--- Start RECORDS PROVIDED ---

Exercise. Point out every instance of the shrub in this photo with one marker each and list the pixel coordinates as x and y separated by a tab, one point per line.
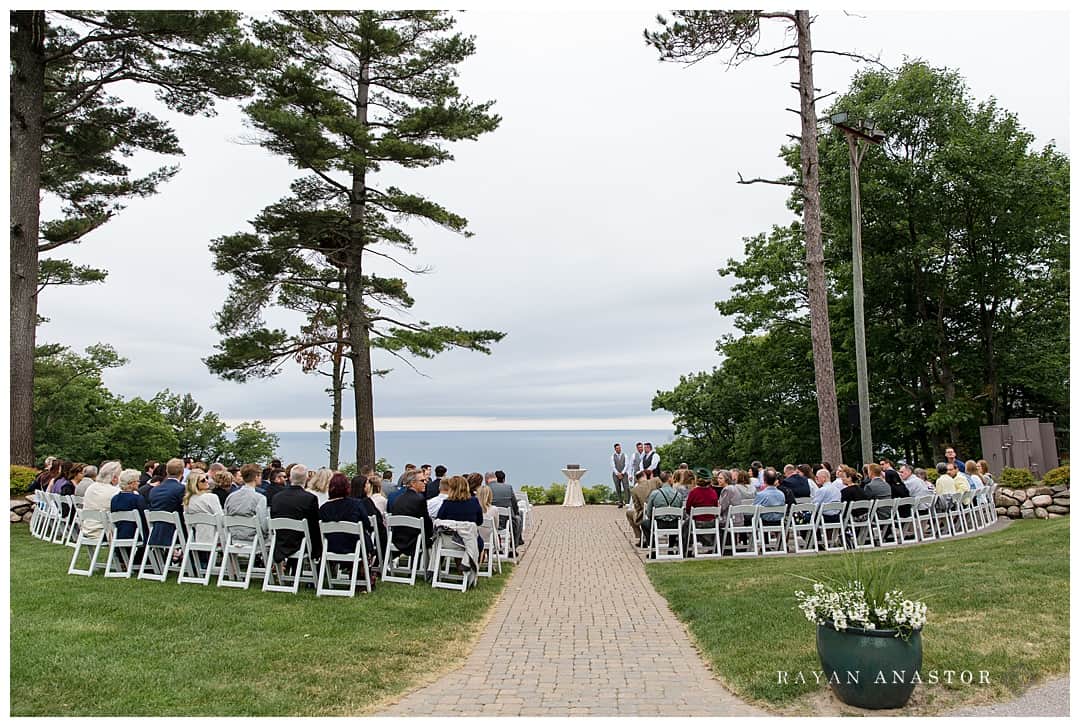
22	478
1058	475
1012	476
537	494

--- End RECORDS PROVIDED ---

Edit the entries above by replacing "shrub" with "bush" and keeping every other part the same. Leave the pictures out of your answer.

[EXERCISE RESULT]
Exercise. Point out every instance of the bush in this photo with one marker each and list the pixel coordinates as x and y separated by a tab, one point per line.
22	478
1058	475
1012	476
537	494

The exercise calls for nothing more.